# WORK TO COMPLETE
Locate every line in the material below that contains the string "tail", matching case exactly, and copy each of those lines.

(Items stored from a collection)
☆ ☆ ☆ ☆ ☆
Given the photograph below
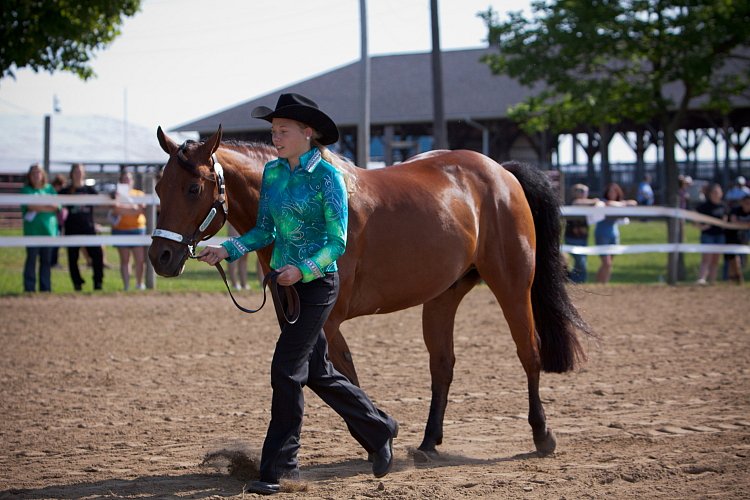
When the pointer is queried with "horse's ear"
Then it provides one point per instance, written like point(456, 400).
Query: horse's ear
point(214, 141)
point(167, 144)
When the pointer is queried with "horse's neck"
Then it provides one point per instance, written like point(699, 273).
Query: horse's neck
point(243, 171)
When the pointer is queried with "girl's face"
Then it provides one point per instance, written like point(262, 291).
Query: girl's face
point(716, 194)
point(291, 138)
point(77, 175)
point(36, 177)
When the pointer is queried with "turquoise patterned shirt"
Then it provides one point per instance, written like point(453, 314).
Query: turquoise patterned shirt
point(304, 212)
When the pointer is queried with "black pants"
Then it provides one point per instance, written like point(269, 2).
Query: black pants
point(97, 262)
point(301, 358)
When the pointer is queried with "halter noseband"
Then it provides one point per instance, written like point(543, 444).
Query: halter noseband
point(219, 203)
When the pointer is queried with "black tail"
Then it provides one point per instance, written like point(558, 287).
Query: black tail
point(557, 319)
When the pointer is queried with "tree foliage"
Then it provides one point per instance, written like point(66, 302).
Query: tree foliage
point(58, 35)
point(608, 61)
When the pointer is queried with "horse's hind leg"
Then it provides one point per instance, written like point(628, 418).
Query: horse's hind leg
point(438, 319)
point(515, 301)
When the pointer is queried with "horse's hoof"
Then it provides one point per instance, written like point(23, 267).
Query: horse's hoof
point(546, 445)
point(424, 456)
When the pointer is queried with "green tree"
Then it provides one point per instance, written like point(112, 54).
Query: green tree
point(58, 35)
point(604, 62)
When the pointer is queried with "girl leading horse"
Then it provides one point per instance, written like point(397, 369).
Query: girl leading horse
point(425, 232)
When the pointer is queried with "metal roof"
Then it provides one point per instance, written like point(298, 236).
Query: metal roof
point(401, 92)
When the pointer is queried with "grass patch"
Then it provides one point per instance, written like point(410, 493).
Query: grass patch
point(197, 277)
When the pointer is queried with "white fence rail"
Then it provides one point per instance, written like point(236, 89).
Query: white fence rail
point(16, 200)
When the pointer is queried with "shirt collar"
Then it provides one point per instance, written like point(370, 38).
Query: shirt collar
point(307, 161)
point(310, 160)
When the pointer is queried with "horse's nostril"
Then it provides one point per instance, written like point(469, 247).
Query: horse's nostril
point(165, 257)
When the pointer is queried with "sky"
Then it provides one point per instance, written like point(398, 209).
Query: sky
point(179, 60)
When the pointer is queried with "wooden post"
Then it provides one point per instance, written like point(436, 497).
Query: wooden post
point(440, 133)
point(363, 130)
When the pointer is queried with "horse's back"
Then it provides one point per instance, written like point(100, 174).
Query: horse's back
point(434, 212)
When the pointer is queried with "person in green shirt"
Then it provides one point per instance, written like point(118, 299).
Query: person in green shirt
point(38, 220)
point(303, 211)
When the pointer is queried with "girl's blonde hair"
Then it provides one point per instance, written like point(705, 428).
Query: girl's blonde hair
point(35, 166)
point(341, 163)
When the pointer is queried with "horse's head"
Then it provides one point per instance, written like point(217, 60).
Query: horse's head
point(192, 199)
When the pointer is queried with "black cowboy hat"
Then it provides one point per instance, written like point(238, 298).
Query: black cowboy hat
point(304, 110)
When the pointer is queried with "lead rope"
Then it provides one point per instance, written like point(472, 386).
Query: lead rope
point(291, 314)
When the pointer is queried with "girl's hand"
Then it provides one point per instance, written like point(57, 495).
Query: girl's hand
point(289, 275)
point(212, 255)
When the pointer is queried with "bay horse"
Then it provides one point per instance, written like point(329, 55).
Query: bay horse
point(423, 232)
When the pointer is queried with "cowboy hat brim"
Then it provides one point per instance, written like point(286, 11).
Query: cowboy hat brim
point(308, 115)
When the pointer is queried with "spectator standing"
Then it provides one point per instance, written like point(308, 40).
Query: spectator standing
point(737, 192)
point(736, 263)
point(38, 220)
point(80, 220)
point(710, 234)
point(129, 219)
point(577, 231)
point(645, 194)
point(58, 183)
point(683, 191)
point(607, 232)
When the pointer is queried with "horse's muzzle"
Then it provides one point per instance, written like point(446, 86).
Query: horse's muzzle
point(168, 260)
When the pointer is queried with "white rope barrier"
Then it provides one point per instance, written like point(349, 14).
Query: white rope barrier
point(655, 248)
point(592, 212)
point(16, 200)
point(88, 241)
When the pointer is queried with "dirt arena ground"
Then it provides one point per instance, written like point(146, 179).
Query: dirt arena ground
point(122, 396)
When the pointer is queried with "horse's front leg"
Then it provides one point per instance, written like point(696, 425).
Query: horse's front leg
point(438, 319)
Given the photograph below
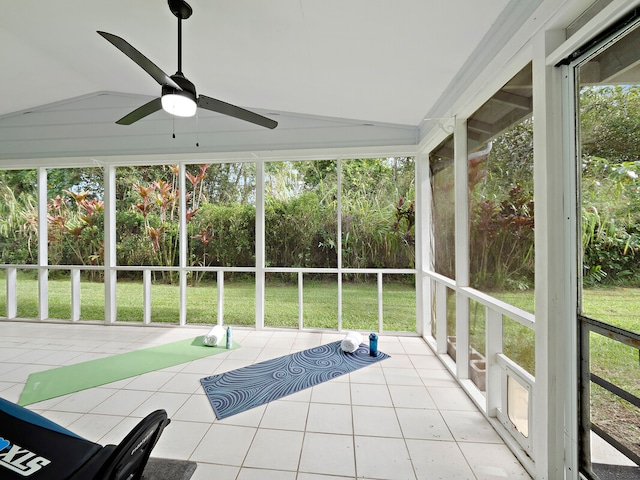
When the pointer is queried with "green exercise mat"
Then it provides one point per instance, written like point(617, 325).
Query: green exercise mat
point(81, 376)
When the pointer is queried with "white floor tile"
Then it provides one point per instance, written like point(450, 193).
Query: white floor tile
point(224, 444)
point(435, 460)
point(470, 427)
point(396, 465)
point(330, 418)
point(283, 415)
point(404, 417)
point(375, 421)
point(206, 471)
point(328, 454)
point(275, 449)
point(373, 395)
point(411, 396)
point(180, 439)
point(423, 424)
point(493, 462)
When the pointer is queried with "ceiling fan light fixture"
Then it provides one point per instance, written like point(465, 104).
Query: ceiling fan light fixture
point(179, 103)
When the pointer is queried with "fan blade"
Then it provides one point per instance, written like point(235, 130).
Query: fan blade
point(146, 64)
point(233, 111)
point(141, 112)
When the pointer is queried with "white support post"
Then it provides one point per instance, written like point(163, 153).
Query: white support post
point(300, 301)
point(75, 294)
point(380, 309)
point(339, 237)
point(43, 246)
point(220, 285)
point(260, 244)
point(146, 296)
point(550, 247)
point(462, 246)
point(183, 243)
point(110, 273)
point(12, 292)
point(494, 372)
point(423, 245)
point(441, 317)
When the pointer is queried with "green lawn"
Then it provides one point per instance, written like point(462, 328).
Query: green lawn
point(320, 304)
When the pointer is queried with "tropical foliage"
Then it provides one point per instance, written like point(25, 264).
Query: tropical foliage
point(301, 215)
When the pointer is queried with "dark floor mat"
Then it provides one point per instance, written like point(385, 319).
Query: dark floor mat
point(167, 469)
point(616, 472)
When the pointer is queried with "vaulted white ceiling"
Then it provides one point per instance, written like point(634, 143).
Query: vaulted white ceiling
point(332, 72)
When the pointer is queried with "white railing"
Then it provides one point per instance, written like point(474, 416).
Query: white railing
point(75, 277)
point(509, 389)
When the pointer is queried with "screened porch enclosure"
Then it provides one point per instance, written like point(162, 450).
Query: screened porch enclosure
point(298, 244)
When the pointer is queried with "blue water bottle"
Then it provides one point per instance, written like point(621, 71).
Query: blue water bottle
point(229, 340)
point(373, 345)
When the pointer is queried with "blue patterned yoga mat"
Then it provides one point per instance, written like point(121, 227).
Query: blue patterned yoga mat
point(254, 385)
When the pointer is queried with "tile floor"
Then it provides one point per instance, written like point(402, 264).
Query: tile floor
point(403, 418)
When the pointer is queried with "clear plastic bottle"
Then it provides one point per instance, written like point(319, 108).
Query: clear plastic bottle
point(373, 345)
point(229, 339)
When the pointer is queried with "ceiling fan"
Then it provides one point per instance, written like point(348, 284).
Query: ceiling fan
point(178, 93)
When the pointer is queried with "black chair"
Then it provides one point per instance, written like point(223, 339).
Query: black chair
point(33, 447)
☆ ☆ ☆ ☆ ☆
# SOLUTION
When the pointer is queried with "black tail"
Query: black tail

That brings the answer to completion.